» **Problem**
Could you copy, word for word, only the lines from the one containing "Target: white car" through the last line of the records below, both included?

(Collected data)
+ + +

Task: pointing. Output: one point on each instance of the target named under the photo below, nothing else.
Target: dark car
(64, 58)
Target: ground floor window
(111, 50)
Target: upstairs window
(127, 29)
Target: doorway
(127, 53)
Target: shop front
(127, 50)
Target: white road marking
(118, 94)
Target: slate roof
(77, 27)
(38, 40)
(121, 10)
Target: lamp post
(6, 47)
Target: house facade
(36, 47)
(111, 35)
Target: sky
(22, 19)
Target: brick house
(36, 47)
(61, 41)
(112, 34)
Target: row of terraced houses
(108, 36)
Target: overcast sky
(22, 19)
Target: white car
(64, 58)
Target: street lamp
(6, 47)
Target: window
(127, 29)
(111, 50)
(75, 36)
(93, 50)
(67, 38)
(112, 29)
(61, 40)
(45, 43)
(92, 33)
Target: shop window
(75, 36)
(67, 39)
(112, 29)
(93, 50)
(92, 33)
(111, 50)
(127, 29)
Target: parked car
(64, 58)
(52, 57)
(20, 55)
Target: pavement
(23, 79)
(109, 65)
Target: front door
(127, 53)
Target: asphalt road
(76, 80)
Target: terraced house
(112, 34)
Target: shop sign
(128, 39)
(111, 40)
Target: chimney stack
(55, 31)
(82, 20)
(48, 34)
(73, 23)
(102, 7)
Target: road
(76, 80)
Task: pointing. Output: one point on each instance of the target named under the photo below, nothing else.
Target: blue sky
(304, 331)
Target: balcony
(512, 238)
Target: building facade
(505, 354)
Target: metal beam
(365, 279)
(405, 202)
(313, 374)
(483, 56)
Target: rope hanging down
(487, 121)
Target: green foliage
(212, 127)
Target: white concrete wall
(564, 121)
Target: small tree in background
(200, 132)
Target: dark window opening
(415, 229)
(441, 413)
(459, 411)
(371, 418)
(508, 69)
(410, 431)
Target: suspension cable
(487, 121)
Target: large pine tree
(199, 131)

+ + +

» **Result**
Target: white car
(64, 58)
Target: street lamp
(6, 47)
Target: window
(127, 29)
(111, 50)
(75, 36)
(93, 50)
(67, 38)
(112, 29)
(61, 40)
(45, 43)
(92, 33)
Target: shop window
(75, 36)
(67, 39)
(112, 29)
(93, 50)
(92, 33)
(111, 50)
(127, 29)
Target: parked car
(64, 58)
(52, 57)
(20, 55)
Target: pavement
(23, 79)
(109, 65)
Target: front door
(127, 53)
Target: asphalt road
(76, 80)
Target: terraced house
(112, 34)
Target: shop sign
(128, 39)
(111, 40)
Target: chimney stack
(55, 31)
(82, 20)
(48, 34)
(73, 23)
(102, 7)
Target: road
(76, 80)
Task: pointing. Output: one point on each instance of the target named under the photo below, nothing else.
Target: blue sky
(304, 331)
Target: balcony
(512, 238)
Target: building facade
(505, 354)
Target: metal beam
(365, 279)
(405, 202)
(313, 374)
(483, 56)
Target: rope hanging down
(487, 121)
Target: green foliage
(212, 127)
Target: white concrete wall
(564, 121)
Target: small tree in background
(200, 132)
Target: dark window opening
(415, 229)
(441, 413)
(459, 411)
(371, 418)
(508, 69)
(410, 431)
Target: suspension cable
(487, 121)
Target: large pine tree
(199, 131)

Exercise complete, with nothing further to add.